> LESETEXT
2003 zog Silmido von Kang Woo-seok 11 Mio. Zuschauer an und läutete damit für die aufblühende koreanische Filmindus- trie die Ära der „Zehnmillionen-Seller“ ein. Der auf realen Begebenheiten basierende und von der Kritik gefeierte Film thematisierte die in der Frage der Handhabung der innerkoreanischen Beziehungen bestehende Spaltung.
Im April 1968 wurde eine Einheit aus gesellschaftlich Geächteten, darunter Kriminellen, gegründet, die einen Anschlag auf den nordkoreanischen Machthaber Kim Il-sung unternehmen sollte.

> AUFGABENLISTE
1) Gib den Absatz des Lesetexts, der mit „2003 zog Silmido“ beginnt, als knappe Stichpunktliste wieder. Seine wesentlichen Fakten müssen erhalten bleiben.
2) Gib bitte jede Zeile der Auflistung zurück, in der die Zeichenfolge "shutter" vorkommt. Groß- und Kleinschreibung zählt.

> AUSGANGSMATERIAL

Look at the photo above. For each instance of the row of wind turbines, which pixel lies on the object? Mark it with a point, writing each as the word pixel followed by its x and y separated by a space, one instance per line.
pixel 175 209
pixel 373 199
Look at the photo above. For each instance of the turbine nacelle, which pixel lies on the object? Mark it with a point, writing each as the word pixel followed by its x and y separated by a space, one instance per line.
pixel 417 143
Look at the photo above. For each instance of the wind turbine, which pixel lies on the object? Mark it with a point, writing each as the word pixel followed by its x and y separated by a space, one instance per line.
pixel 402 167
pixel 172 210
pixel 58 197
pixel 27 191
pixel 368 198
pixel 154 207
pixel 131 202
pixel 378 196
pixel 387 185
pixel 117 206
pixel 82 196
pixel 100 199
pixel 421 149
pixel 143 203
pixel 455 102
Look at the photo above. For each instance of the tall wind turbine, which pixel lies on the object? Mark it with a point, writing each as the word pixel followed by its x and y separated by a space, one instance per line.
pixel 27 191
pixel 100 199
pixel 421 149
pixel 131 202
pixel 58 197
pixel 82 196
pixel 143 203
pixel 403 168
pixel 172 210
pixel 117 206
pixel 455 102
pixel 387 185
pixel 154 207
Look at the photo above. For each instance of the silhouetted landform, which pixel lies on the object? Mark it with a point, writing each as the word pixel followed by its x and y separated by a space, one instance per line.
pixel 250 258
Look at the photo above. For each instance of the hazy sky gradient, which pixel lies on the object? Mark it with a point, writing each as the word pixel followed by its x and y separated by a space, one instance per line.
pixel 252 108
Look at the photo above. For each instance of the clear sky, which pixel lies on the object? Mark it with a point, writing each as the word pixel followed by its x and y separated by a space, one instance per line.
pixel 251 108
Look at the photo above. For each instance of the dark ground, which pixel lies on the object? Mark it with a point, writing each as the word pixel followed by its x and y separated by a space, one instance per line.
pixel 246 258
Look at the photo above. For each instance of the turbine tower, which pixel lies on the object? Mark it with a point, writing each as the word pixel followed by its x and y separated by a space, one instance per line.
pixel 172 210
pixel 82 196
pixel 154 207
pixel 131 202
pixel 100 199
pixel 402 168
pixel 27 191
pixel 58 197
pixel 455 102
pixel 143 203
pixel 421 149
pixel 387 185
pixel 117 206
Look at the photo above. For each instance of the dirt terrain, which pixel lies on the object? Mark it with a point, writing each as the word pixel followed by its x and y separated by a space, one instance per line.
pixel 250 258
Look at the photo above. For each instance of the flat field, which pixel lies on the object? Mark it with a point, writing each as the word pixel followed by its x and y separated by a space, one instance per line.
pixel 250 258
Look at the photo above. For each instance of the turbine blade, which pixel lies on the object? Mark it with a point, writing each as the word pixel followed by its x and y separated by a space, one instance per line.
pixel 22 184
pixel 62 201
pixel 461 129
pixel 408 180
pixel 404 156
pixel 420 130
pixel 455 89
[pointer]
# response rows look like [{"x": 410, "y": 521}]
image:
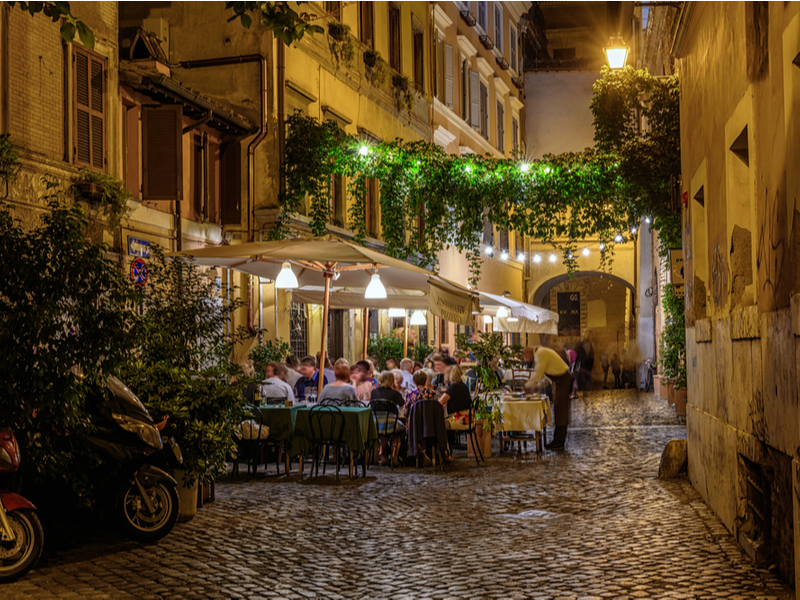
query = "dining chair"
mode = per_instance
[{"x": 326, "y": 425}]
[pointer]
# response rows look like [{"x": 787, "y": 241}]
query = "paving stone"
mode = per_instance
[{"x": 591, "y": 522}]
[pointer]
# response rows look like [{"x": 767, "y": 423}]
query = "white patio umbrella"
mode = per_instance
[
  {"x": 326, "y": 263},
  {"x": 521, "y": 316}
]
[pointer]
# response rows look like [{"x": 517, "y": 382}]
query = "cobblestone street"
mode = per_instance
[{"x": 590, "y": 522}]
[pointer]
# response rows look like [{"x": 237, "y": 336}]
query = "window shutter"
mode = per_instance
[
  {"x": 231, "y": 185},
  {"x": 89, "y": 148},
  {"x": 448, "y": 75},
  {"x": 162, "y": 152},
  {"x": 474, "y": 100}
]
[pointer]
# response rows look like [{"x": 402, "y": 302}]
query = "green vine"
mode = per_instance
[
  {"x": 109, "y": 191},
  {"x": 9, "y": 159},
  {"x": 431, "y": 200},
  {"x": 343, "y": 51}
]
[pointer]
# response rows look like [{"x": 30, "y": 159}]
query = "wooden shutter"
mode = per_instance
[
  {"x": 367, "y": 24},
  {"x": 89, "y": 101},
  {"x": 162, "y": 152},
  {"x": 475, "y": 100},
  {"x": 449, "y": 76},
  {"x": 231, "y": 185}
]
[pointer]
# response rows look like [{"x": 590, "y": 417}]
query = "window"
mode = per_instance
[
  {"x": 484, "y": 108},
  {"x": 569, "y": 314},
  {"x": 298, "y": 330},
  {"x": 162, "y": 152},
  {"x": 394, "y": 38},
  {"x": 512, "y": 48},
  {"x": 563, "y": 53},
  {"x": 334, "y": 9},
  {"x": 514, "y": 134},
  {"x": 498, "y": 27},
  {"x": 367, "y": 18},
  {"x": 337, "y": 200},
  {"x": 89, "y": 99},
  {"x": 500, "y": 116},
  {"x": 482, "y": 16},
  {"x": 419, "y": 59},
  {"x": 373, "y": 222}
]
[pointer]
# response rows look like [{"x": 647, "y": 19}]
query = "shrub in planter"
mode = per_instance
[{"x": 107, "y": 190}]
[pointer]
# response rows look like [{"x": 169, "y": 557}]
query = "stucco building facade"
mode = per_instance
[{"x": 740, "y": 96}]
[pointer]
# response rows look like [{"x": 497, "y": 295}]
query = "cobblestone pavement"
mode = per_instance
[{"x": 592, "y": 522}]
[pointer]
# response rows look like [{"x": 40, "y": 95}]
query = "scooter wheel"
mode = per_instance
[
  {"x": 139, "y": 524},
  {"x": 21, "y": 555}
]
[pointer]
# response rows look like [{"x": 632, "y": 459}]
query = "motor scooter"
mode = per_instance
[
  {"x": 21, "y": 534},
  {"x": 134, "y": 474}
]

--

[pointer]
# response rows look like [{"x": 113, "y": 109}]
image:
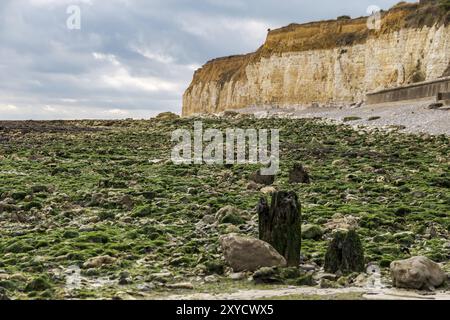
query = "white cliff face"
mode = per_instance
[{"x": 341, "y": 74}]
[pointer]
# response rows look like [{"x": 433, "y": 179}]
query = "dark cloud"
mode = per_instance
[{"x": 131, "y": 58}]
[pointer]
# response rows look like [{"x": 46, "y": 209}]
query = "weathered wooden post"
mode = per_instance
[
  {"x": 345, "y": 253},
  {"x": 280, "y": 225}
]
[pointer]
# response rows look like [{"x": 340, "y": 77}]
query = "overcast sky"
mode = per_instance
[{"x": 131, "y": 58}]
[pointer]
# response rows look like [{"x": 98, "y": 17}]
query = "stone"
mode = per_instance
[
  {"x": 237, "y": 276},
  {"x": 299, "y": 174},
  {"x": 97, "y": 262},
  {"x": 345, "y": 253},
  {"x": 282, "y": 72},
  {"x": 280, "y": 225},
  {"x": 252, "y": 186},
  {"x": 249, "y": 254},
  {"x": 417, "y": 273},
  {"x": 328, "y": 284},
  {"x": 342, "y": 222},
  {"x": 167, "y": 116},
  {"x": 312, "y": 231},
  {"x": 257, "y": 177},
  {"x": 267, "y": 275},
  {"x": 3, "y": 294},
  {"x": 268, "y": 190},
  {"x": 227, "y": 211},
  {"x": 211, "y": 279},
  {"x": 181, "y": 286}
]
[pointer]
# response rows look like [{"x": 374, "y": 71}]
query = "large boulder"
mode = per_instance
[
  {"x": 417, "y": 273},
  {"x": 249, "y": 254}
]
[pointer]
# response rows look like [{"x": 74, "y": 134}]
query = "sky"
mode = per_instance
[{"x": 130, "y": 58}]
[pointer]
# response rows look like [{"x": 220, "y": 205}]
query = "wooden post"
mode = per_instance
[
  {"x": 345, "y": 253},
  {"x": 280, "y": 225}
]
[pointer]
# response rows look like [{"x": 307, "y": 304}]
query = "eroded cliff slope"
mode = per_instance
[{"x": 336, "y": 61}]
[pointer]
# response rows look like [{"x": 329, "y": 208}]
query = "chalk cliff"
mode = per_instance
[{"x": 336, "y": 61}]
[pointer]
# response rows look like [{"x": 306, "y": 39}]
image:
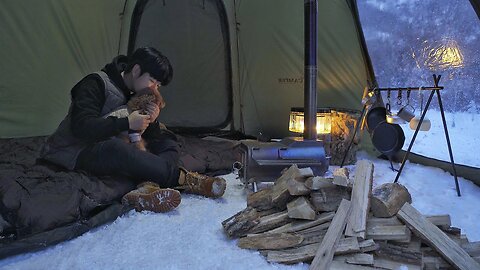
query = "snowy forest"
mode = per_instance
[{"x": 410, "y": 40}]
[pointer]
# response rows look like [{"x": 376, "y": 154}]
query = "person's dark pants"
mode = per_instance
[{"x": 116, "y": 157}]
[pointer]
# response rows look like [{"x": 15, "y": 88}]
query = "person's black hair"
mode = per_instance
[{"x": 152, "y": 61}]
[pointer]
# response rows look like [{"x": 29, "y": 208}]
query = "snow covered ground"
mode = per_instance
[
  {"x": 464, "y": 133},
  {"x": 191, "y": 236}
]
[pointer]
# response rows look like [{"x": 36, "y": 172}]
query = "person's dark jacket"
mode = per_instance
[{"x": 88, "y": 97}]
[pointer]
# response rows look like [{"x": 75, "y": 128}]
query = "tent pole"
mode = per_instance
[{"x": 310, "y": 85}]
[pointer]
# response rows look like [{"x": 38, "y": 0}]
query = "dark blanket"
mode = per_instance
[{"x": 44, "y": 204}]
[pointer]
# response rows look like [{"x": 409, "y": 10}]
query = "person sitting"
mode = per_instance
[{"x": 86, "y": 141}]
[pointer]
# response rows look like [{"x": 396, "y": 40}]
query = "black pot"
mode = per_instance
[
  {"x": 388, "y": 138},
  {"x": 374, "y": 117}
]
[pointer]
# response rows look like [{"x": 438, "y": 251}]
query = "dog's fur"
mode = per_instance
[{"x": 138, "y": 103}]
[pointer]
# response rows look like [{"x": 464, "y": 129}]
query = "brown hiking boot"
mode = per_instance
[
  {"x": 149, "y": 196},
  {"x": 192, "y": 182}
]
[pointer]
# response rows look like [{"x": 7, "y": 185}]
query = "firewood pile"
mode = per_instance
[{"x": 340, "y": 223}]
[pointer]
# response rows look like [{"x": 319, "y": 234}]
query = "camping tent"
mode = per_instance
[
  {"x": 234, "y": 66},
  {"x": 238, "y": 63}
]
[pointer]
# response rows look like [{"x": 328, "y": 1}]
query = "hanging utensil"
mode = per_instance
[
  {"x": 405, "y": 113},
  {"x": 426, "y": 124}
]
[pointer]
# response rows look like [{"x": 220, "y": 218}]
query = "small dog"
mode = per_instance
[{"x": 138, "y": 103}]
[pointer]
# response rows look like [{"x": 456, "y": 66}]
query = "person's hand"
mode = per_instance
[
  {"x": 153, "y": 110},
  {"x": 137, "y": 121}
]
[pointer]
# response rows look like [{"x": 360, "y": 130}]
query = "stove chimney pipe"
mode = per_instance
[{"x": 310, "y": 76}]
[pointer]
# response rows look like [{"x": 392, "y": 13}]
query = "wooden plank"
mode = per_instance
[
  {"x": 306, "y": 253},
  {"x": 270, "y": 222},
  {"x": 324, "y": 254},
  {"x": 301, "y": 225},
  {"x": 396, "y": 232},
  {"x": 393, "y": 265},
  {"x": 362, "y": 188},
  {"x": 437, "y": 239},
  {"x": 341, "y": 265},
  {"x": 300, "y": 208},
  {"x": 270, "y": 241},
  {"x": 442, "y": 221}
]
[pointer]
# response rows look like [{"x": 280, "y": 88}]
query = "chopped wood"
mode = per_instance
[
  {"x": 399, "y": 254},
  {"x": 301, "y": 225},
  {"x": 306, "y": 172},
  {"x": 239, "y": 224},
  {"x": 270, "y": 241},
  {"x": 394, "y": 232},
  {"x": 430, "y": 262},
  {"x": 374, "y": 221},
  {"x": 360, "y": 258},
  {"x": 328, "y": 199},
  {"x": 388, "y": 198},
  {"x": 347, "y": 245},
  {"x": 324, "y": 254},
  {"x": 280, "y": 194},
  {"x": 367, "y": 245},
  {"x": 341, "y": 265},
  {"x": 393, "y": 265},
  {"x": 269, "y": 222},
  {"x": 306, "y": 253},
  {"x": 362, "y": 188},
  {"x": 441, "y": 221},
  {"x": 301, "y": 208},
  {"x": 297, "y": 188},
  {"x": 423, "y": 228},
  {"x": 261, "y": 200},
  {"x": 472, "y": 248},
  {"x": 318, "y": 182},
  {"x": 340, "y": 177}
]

* * *

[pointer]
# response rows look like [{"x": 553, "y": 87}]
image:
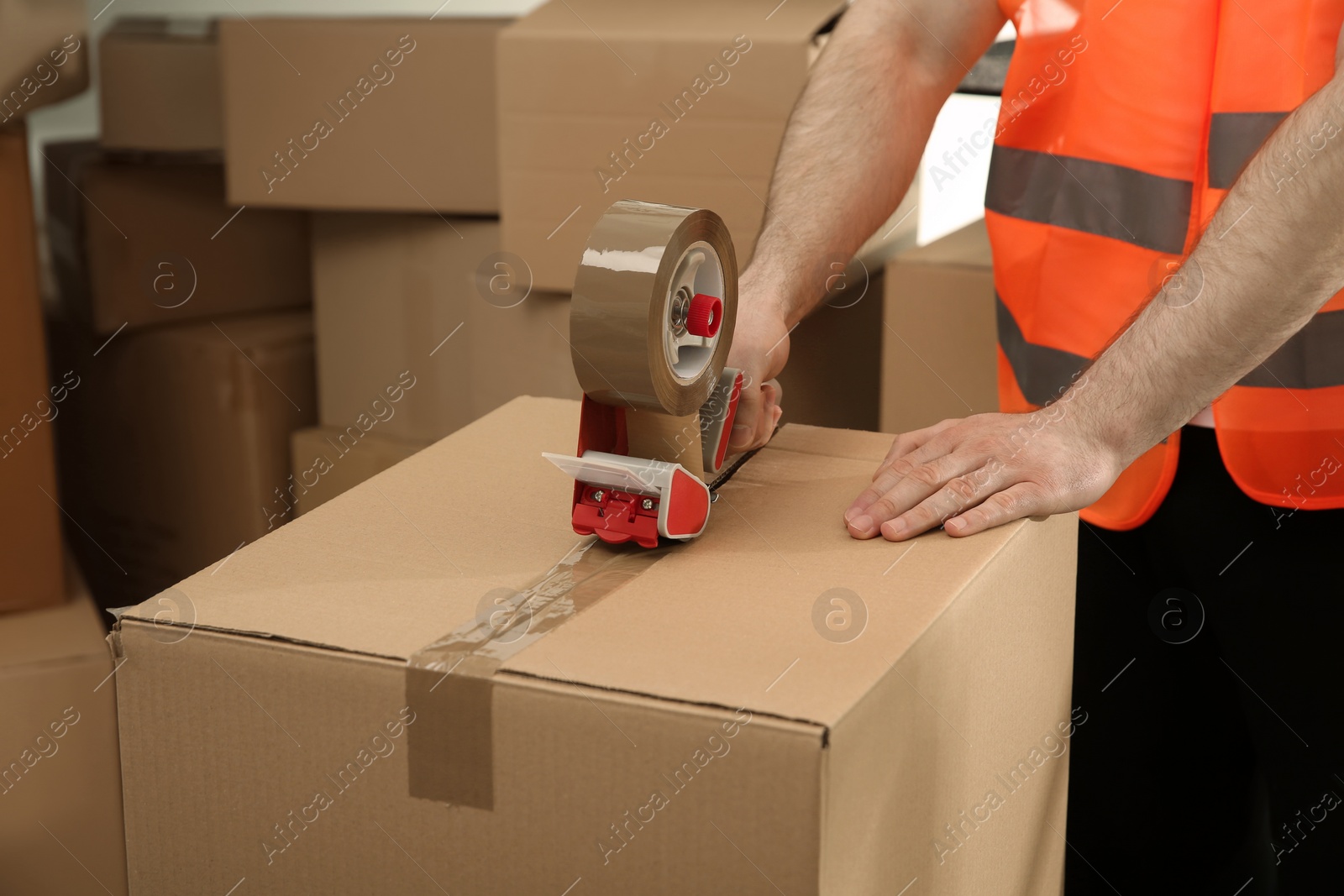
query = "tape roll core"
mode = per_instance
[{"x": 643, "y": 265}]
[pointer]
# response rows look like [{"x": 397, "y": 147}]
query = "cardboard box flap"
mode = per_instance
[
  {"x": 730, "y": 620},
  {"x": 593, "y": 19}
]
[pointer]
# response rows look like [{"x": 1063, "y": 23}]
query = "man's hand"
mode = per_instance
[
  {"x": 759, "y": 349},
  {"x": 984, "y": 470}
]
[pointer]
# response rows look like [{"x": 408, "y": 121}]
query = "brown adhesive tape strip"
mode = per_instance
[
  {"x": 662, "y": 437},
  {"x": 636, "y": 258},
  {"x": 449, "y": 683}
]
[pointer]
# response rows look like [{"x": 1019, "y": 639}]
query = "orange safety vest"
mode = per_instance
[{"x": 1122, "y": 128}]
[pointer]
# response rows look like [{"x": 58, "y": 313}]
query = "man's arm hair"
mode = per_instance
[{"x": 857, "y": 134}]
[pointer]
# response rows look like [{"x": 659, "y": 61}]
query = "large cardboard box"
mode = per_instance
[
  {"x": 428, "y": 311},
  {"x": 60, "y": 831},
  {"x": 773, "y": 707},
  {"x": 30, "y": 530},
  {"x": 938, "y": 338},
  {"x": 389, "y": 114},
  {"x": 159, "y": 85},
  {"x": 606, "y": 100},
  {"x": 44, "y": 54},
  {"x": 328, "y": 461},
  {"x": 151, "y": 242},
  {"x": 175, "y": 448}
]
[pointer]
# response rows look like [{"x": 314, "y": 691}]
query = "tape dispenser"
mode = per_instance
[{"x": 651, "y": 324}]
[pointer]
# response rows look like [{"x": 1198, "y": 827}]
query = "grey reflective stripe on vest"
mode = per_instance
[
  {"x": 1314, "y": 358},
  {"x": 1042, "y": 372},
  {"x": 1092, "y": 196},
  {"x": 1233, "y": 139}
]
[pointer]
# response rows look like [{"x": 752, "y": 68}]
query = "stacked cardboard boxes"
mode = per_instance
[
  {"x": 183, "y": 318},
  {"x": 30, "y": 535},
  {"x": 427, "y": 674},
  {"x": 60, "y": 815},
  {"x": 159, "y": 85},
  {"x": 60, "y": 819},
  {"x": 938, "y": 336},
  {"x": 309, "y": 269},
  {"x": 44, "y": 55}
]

> LÖSUNGEN JE AUFGABE
1)
- 2003: Silmido von Kang Woo-seok zieht 11 Mio. Zuschauer an
- Damit beginnt für die aufblühende koreanische Filmindustrie die Ära der „Zehnmillionen-Seller“
- Der Film basiert auf realen Begebenheiten und wird von der Kritik gefeiert
- Thema: die Spaltung in der Frage, wie die innerkoreanischen Beziehungen zu handhaben sind

2)
query = "window shutter"
query = "wooden shutter"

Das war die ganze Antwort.